**YOUR INSTRUCTIONS:** Below are entries. Copy exactly the lines running from the line that holds "Pretty please, detect the man's narrow" to the line that holds "Pretty please, detect the folded", with both ends included.
== Segment start ==
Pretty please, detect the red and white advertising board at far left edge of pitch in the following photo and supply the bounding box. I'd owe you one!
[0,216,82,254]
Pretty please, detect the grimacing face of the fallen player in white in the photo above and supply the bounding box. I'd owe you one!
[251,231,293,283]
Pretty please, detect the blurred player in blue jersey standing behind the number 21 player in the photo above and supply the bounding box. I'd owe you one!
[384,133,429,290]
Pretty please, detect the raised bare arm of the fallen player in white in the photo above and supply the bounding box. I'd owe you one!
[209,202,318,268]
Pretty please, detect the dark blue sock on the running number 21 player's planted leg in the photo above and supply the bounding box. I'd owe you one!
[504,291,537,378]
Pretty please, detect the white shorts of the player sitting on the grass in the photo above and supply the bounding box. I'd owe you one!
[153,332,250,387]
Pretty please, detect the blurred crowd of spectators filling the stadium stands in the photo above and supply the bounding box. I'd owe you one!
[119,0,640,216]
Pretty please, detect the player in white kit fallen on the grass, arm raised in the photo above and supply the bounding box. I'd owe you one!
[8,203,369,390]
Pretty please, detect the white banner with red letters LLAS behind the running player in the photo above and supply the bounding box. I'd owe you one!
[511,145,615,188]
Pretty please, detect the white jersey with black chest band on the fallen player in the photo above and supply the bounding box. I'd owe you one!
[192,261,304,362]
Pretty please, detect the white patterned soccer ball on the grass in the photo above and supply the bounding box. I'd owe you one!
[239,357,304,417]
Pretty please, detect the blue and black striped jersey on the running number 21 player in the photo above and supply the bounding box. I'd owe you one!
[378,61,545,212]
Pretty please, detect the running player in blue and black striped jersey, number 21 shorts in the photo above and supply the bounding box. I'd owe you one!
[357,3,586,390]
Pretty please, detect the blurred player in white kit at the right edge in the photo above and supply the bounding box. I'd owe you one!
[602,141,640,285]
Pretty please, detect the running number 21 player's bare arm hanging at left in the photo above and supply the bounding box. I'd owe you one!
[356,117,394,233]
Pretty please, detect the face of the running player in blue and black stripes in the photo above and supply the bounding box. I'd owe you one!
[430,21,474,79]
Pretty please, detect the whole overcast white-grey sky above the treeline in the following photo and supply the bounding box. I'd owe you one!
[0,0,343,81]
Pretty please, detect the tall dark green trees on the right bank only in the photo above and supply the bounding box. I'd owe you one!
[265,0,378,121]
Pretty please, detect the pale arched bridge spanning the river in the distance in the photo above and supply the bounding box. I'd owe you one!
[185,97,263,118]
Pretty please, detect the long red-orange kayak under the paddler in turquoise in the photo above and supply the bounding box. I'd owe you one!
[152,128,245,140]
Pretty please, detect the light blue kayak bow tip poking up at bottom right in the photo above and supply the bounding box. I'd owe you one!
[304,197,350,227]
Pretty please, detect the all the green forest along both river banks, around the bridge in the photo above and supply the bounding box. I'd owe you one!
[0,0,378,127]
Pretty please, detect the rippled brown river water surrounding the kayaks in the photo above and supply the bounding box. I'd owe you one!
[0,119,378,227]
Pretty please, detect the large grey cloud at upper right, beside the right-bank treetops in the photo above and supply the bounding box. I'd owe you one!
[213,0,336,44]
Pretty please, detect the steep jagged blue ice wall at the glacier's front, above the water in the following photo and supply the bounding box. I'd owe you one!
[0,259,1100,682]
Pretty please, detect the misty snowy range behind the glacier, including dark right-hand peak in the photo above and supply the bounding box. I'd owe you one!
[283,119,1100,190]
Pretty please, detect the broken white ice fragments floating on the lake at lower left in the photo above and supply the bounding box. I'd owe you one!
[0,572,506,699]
== Segment end ==
== Segment start ==
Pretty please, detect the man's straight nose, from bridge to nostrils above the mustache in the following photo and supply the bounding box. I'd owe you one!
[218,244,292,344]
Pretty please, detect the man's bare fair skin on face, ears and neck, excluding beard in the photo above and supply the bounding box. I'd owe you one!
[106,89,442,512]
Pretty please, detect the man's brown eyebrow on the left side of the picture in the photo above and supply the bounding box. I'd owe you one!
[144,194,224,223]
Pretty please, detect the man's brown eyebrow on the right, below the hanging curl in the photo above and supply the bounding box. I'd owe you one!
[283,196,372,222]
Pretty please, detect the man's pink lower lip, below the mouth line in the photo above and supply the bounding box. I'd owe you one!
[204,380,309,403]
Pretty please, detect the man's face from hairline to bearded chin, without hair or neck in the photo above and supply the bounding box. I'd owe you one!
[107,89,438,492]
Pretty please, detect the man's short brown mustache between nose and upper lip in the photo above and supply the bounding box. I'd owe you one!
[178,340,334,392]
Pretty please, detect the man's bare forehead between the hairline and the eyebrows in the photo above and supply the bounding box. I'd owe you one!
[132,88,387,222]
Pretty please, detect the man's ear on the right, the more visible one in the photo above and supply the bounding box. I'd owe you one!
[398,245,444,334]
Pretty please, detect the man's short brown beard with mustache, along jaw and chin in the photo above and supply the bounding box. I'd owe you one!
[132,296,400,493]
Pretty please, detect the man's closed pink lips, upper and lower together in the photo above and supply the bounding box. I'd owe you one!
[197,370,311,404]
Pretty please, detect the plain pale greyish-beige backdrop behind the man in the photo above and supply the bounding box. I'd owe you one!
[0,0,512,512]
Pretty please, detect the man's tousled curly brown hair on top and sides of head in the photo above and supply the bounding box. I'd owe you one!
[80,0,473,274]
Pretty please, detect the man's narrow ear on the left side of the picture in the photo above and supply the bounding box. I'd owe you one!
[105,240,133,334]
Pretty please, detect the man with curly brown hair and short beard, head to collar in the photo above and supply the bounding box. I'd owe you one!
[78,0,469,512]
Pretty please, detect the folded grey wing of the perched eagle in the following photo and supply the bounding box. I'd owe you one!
== Segment end ==
**ANSWER BOX:**
Pretty please, detect the man's narrow ear on the left side of the picture in the photo above and supply the bounding box. I'd owe you one!
[105,240,133,334]
Pretty please, detect the man with curly brown hair and short beard, head to collar in the photo above and supply the bounding box. I'd owe you one!
[78,0,469,512]
Pretty please, detect the folded grey wing of the perched eagle in the following photo and supply the bounding box. I'd owe you one!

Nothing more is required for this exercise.